**Zadanie**
Wypisz z poniższych rekordów wszystkie wiersze, w których występuje słowo „brick”.
###
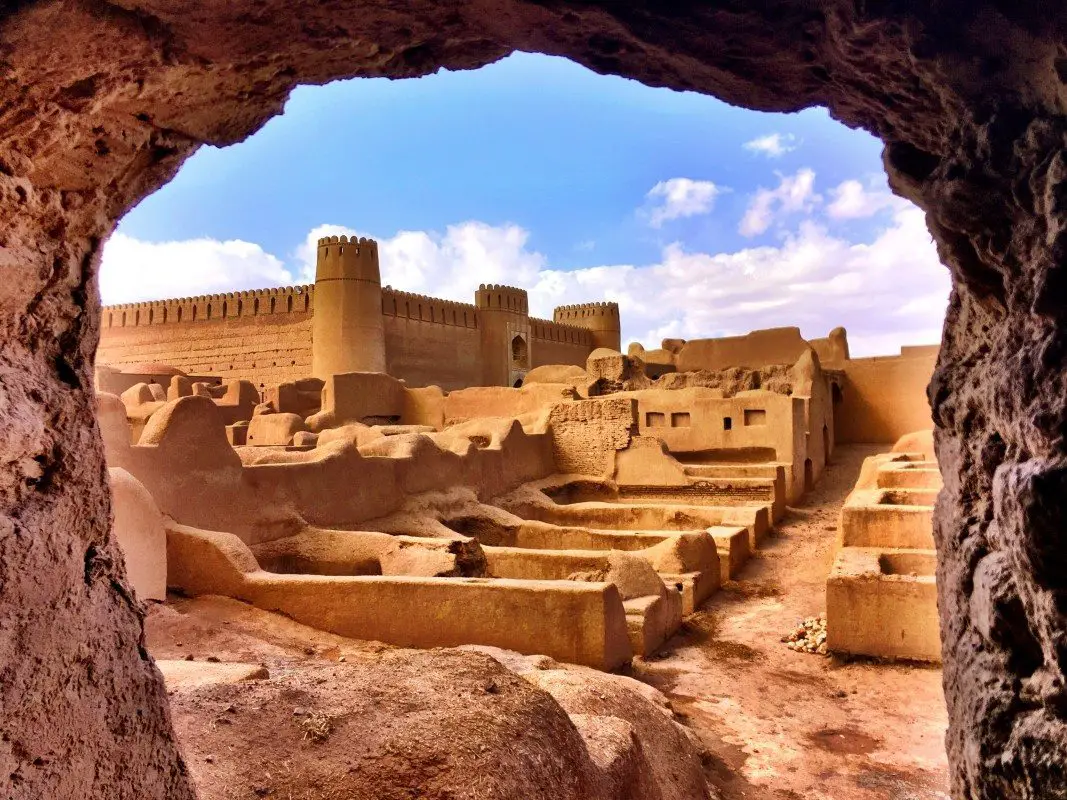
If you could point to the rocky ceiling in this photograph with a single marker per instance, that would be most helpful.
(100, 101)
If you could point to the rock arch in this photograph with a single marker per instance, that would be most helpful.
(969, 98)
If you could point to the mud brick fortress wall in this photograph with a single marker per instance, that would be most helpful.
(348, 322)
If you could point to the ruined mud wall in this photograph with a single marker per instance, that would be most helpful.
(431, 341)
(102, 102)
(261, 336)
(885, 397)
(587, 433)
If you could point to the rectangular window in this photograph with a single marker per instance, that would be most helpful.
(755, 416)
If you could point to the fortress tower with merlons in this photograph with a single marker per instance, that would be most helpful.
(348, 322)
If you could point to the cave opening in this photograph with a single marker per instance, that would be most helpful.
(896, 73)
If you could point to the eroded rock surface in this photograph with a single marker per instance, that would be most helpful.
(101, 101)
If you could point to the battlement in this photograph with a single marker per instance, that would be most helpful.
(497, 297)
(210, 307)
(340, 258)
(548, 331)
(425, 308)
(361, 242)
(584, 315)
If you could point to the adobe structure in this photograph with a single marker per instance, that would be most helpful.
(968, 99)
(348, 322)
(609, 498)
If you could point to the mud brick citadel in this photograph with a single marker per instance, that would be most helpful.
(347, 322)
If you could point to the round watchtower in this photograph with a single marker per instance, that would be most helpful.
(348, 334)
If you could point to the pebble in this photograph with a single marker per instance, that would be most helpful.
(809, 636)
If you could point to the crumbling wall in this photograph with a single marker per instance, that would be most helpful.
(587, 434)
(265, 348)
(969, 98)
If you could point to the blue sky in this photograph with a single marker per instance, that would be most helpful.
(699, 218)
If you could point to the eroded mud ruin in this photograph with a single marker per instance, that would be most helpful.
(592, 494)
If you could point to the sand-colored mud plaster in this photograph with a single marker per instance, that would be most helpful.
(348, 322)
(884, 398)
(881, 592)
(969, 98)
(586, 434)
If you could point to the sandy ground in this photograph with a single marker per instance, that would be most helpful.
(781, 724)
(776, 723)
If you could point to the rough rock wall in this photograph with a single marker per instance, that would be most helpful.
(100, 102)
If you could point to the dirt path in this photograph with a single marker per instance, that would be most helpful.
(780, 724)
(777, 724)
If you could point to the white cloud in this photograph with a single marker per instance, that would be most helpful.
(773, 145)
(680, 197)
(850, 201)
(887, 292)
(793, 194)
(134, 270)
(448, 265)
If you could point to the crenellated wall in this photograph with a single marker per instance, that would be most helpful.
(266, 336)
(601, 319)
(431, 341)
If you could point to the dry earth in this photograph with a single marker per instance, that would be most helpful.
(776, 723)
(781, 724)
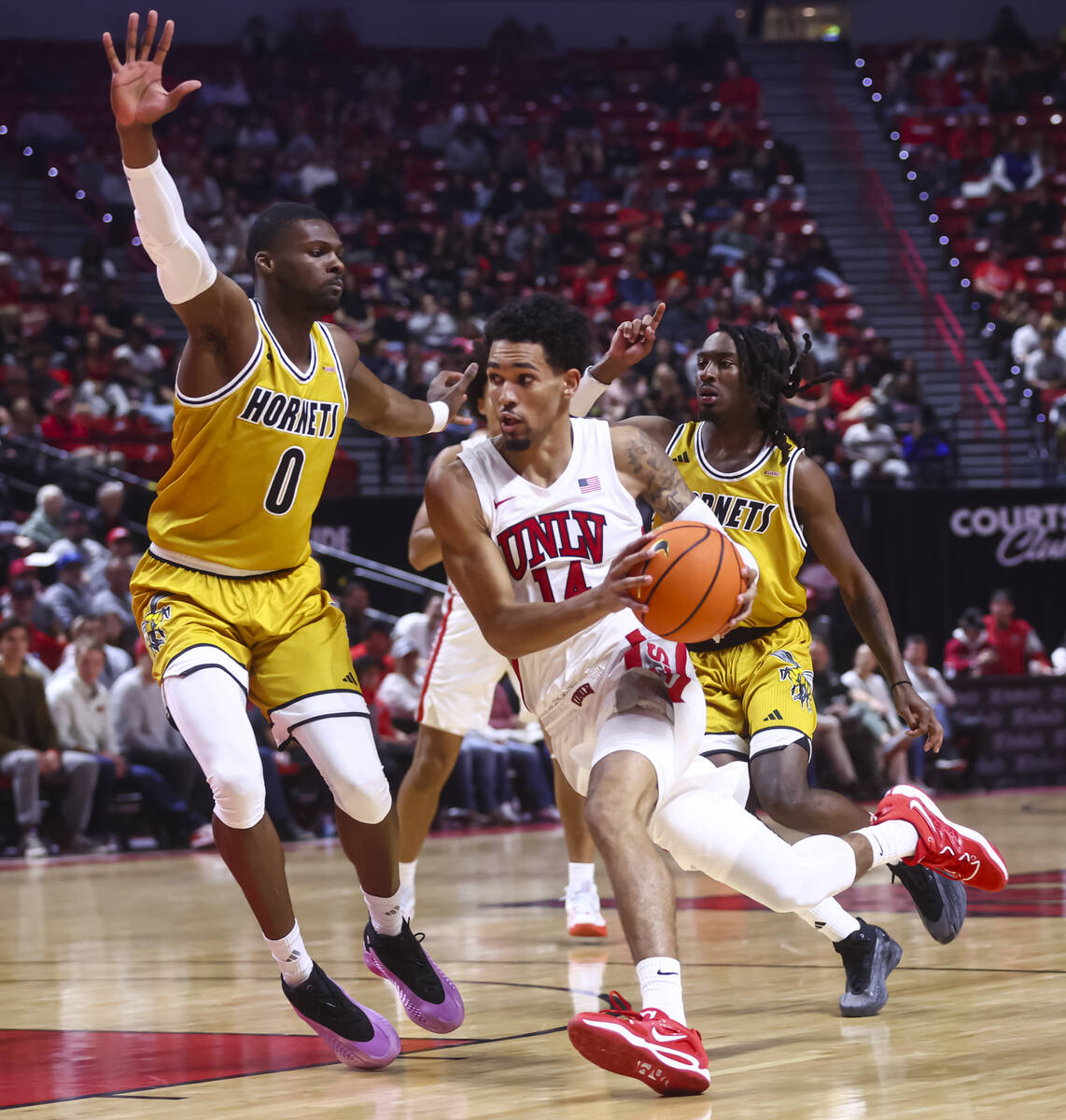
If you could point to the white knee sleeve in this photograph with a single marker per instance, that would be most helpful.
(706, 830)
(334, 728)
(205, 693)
###
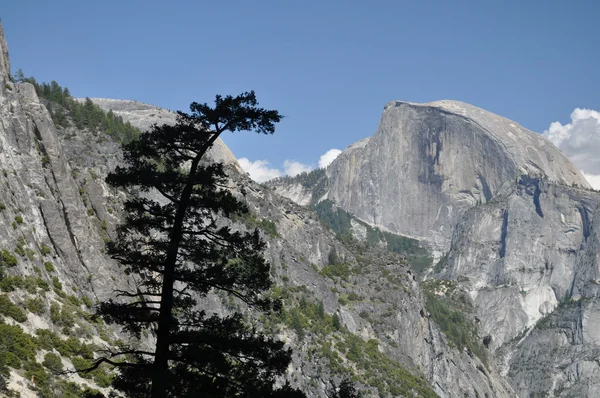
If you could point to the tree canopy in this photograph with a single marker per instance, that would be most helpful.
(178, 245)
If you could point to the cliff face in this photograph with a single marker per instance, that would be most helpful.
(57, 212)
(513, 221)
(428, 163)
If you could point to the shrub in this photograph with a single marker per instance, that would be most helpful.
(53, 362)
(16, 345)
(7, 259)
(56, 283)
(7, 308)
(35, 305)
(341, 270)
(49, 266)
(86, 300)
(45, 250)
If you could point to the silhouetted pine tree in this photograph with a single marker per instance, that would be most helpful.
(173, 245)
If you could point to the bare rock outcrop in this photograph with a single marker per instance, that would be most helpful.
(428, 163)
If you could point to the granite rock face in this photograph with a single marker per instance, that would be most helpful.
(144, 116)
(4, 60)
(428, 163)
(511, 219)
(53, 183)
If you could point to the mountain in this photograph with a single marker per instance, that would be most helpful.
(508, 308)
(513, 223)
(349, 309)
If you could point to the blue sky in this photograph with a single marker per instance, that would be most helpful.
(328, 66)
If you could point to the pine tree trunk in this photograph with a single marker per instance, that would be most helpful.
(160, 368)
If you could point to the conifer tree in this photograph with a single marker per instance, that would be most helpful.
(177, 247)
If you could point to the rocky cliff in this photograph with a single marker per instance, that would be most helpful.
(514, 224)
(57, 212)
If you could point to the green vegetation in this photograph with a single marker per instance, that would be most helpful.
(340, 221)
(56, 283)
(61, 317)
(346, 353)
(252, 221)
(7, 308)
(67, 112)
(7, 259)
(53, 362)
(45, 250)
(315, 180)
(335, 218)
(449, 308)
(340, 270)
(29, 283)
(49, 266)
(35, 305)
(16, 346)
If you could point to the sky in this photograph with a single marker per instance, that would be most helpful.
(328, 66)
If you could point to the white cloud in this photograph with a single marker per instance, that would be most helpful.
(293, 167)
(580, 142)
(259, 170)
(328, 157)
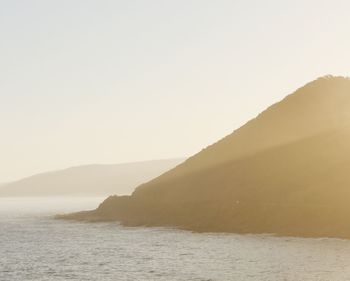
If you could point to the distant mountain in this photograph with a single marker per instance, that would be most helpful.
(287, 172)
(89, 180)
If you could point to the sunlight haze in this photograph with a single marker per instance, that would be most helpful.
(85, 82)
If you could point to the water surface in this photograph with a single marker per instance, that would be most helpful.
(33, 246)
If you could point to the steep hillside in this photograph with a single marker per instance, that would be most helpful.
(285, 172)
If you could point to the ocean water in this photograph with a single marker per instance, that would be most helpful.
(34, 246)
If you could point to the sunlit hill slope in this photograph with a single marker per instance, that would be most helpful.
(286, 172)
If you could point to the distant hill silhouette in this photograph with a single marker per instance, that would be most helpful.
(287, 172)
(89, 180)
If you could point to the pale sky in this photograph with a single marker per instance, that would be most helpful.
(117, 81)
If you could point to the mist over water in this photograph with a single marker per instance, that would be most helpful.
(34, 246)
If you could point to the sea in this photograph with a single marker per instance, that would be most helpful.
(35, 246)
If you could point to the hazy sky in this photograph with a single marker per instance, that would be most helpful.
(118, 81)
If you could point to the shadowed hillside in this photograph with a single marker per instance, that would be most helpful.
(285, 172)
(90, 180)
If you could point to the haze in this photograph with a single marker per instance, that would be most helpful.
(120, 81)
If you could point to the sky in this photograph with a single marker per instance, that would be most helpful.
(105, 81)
###
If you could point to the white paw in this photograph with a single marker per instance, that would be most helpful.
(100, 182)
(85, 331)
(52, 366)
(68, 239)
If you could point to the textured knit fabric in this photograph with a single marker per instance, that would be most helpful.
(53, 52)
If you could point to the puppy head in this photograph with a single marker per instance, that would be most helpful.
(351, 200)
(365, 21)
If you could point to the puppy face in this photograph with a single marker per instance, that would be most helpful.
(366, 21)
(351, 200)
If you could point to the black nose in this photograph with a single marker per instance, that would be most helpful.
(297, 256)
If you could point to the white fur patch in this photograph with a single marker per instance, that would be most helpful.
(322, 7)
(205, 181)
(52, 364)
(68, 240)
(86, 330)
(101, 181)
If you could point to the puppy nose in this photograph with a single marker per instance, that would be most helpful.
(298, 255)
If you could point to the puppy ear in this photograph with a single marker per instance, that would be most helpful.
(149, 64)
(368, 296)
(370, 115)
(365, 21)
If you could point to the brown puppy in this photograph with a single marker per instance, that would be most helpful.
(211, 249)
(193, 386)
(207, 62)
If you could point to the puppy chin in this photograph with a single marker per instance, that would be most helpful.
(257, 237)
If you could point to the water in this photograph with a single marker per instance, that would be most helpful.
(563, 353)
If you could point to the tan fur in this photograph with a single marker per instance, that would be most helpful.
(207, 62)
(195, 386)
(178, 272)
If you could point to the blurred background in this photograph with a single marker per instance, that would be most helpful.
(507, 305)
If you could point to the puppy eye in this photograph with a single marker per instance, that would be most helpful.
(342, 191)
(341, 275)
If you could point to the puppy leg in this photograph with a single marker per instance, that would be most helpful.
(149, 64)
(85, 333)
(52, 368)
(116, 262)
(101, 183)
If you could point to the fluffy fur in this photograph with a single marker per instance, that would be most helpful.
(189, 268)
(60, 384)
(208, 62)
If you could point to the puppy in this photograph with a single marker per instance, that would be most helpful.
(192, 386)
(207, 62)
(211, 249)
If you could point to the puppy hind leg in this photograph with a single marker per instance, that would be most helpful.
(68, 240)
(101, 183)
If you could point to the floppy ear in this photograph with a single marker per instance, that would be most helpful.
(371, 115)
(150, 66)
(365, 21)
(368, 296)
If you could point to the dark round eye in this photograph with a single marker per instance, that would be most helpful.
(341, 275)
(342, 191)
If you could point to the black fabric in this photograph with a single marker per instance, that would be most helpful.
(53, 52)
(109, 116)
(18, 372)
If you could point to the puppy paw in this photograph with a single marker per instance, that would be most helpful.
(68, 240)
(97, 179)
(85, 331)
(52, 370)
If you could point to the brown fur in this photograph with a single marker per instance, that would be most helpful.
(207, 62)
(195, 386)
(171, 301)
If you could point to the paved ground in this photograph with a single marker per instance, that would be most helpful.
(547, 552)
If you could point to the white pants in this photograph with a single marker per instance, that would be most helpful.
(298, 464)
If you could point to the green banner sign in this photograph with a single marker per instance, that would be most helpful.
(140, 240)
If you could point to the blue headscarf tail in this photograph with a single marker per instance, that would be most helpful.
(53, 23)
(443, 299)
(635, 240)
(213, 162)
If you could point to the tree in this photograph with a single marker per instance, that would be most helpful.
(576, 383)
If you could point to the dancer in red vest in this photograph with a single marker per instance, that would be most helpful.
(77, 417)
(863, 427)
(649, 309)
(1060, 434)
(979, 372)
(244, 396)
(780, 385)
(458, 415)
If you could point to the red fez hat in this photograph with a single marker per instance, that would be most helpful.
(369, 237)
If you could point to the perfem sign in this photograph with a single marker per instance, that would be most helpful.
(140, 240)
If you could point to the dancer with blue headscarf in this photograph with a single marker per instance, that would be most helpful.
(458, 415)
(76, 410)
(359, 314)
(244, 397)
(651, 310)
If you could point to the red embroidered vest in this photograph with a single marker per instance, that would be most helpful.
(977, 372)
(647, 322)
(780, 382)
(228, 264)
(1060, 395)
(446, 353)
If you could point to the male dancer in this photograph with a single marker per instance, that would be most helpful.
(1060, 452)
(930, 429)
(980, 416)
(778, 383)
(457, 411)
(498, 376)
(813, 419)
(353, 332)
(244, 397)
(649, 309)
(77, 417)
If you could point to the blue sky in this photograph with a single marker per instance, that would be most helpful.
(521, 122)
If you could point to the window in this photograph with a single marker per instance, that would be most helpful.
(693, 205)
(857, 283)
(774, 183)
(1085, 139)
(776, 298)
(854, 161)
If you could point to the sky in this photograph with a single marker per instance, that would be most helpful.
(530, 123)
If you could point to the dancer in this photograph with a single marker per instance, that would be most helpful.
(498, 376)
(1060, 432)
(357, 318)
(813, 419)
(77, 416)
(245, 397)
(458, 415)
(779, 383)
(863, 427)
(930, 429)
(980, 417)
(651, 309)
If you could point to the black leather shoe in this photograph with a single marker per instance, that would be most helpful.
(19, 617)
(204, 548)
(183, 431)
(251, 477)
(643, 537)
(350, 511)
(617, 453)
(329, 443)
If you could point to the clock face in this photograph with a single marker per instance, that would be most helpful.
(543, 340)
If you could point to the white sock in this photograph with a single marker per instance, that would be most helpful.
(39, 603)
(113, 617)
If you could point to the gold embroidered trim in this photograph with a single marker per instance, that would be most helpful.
###
**Rozwiązanie**
If you could point to the mud brick fortress wall in this photograph with a single marker per instance, that would be most helpful.
If you could point to the mud brick citadel in this photograph with a single marker per instance, that would be most helpful.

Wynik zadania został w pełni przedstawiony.